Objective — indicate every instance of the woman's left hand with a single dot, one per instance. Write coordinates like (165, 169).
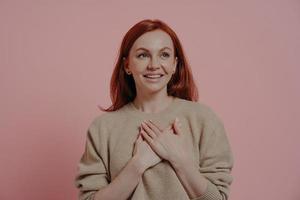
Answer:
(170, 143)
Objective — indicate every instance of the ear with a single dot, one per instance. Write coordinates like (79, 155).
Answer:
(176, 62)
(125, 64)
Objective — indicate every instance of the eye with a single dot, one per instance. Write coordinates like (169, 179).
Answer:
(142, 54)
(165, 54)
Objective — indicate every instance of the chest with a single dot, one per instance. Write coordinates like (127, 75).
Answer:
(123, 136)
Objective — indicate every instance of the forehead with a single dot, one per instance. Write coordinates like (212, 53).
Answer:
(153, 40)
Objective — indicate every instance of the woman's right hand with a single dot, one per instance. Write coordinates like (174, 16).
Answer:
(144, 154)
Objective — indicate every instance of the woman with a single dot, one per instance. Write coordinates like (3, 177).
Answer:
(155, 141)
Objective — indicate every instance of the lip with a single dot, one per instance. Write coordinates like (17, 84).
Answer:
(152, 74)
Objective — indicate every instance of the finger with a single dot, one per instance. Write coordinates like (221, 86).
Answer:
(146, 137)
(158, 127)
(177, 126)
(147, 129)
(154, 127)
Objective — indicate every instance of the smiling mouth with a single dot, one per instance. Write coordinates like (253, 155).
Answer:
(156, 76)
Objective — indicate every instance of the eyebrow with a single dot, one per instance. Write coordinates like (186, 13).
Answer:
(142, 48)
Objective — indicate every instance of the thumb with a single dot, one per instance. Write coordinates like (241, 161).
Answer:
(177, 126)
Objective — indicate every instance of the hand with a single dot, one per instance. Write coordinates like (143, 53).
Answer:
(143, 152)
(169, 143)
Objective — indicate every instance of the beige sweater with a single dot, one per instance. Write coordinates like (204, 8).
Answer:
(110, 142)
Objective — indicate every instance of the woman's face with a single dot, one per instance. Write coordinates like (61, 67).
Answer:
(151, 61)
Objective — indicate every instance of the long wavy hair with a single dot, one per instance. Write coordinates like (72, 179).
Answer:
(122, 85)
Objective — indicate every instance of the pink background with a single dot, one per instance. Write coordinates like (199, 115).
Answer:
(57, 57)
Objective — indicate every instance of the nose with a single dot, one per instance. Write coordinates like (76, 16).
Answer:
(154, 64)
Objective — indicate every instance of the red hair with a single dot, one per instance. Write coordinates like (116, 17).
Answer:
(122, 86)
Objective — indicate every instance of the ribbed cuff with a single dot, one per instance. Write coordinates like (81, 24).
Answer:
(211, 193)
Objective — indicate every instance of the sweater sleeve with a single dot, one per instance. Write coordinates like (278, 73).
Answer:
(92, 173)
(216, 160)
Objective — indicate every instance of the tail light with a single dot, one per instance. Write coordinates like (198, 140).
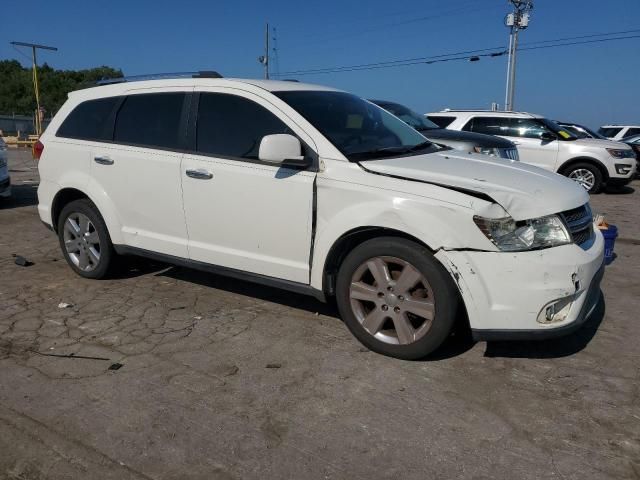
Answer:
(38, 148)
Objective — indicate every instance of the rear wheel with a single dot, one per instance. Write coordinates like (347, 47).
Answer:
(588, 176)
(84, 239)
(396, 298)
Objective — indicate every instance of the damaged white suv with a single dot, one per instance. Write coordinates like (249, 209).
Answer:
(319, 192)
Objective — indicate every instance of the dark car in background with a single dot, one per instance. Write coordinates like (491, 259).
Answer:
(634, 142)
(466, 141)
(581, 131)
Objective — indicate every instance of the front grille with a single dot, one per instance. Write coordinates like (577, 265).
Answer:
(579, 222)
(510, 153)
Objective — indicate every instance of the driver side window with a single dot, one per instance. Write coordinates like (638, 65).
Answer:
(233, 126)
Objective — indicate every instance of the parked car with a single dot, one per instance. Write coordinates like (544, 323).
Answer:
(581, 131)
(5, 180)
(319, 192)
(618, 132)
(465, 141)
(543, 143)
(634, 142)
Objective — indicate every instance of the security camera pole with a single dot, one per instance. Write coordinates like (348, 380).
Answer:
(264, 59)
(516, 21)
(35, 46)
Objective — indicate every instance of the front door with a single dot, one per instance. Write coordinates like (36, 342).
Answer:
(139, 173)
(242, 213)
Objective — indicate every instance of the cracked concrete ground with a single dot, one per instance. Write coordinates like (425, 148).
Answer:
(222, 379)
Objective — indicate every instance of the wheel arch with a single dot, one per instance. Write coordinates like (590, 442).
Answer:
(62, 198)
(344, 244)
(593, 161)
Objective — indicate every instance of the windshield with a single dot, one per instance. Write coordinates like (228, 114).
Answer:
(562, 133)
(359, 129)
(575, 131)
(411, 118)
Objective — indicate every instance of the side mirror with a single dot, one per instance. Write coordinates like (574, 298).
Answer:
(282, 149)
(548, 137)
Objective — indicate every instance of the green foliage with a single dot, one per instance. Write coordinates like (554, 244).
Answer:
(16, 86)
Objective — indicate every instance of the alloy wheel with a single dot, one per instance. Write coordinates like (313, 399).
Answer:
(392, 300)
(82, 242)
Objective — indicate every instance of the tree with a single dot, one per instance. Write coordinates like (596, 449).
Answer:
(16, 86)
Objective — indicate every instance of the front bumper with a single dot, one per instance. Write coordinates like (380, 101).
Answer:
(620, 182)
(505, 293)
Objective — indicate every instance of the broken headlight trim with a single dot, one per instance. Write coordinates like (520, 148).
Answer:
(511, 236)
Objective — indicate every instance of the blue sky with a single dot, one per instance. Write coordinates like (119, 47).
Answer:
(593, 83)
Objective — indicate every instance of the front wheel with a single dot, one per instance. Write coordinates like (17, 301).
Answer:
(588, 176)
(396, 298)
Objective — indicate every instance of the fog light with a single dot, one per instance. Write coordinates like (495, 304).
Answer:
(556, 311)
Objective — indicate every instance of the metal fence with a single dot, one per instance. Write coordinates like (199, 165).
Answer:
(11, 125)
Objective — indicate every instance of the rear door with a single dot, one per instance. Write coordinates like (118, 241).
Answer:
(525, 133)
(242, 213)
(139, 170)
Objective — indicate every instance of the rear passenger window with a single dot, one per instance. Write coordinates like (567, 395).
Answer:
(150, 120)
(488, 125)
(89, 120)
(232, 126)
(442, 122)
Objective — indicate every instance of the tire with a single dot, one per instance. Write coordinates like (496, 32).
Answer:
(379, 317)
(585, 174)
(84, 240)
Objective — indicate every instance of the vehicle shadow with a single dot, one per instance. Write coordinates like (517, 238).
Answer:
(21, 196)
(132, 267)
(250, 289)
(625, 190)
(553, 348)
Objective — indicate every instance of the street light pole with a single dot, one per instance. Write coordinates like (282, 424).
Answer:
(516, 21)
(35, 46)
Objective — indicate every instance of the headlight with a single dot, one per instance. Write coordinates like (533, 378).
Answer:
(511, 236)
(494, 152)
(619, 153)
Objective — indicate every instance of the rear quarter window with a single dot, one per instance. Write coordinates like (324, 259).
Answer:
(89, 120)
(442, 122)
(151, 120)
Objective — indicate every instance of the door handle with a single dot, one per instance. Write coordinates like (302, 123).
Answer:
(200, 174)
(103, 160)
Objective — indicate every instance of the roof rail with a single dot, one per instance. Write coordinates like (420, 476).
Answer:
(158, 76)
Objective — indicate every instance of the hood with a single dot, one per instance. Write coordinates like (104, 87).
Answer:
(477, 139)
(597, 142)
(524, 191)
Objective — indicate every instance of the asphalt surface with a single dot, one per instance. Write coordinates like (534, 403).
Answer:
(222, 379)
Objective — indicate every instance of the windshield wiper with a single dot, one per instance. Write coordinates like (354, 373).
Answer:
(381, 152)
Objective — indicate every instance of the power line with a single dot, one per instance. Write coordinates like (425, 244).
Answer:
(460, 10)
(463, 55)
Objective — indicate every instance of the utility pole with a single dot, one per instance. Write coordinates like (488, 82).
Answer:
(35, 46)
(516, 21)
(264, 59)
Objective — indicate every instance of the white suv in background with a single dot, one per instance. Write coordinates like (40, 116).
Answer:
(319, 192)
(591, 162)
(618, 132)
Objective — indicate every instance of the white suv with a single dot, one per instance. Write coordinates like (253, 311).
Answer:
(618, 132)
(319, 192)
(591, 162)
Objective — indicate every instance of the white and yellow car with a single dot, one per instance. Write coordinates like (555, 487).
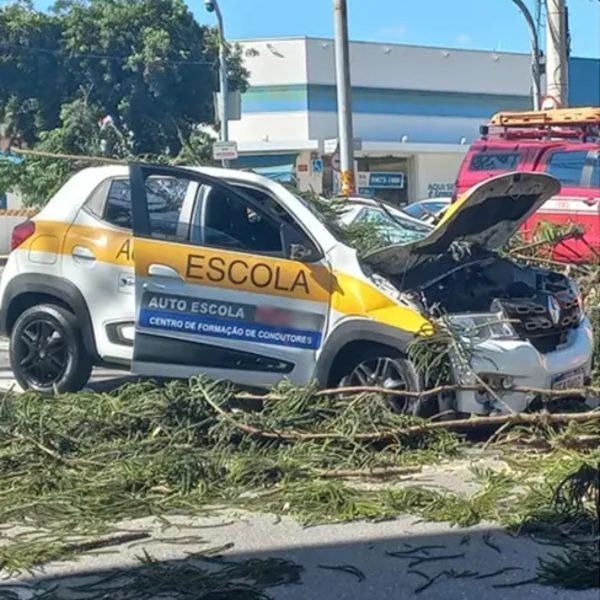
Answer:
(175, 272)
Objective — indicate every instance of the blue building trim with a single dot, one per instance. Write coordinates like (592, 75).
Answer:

__________

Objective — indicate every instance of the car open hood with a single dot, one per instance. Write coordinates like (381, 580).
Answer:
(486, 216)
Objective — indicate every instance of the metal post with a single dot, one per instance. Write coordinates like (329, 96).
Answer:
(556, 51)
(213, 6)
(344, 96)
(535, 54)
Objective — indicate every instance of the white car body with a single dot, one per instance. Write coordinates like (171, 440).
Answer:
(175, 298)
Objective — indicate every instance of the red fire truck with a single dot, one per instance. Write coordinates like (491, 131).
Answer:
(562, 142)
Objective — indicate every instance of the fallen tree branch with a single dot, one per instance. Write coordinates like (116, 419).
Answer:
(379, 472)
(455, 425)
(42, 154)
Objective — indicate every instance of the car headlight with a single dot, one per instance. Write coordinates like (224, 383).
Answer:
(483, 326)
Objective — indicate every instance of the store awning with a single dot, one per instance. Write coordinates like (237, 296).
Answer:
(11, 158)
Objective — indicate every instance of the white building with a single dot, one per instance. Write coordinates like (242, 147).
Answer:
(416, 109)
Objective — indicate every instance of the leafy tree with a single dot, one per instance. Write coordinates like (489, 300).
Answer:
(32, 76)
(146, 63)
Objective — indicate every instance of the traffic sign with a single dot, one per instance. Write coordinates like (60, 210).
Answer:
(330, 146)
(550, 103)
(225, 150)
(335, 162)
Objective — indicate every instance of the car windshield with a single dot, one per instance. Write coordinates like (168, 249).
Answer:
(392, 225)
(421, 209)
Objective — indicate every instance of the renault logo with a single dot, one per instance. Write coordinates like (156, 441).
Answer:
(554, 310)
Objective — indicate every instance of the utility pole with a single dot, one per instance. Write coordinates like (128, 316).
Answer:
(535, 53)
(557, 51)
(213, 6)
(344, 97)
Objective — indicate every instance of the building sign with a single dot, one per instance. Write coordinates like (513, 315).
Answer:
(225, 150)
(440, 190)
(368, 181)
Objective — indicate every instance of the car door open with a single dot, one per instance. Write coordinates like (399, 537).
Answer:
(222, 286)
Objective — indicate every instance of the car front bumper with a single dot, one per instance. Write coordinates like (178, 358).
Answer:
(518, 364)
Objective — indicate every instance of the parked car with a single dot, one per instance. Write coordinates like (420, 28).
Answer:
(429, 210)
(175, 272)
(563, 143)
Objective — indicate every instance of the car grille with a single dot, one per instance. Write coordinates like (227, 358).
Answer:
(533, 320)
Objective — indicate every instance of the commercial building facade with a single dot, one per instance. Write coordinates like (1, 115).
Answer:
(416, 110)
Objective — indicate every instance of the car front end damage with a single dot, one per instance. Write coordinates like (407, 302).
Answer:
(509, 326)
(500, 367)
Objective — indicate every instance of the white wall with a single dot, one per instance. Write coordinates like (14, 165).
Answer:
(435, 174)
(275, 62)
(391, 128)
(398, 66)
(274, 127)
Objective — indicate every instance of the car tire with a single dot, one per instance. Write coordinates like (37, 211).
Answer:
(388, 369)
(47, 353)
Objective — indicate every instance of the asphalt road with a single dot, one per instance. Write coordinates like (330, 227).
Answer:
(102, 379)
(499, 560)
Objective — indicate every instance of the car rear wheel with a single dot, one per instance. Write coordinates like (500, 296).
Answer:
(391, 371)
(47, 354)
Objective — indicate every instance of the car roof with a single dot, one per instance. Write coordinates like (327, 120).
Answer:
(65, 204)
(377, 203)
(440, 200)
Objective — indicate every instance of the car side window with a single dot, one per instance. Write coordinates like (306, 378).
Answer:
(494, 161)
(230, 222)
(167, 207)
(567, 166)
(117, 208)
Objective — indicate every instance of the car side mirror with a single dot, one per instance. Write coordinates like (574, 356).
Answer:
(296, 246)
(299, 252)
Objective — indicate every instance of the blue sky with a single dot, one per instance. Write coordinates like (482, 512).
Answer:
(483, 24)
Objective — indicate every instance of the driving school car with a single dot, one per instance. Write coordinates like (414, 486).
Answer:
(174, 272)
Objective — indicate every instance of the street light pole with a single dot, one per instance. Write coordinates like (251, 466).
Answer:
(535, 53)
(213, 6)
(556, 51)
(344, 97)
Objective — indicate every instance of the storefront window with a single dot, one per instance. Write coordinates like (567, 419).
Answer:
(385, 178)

__________

Task to complete. When a line holds the string "sweater", pull it out of the listing.

Task result.
Objective — indicate every instance of the beige sweater with a single dot, one per instance. Write coordinates like (204, 8).
Objective — indicate every instance of the sweater sleeve with a single dot, one per instance. Write coordinates like (278, 73).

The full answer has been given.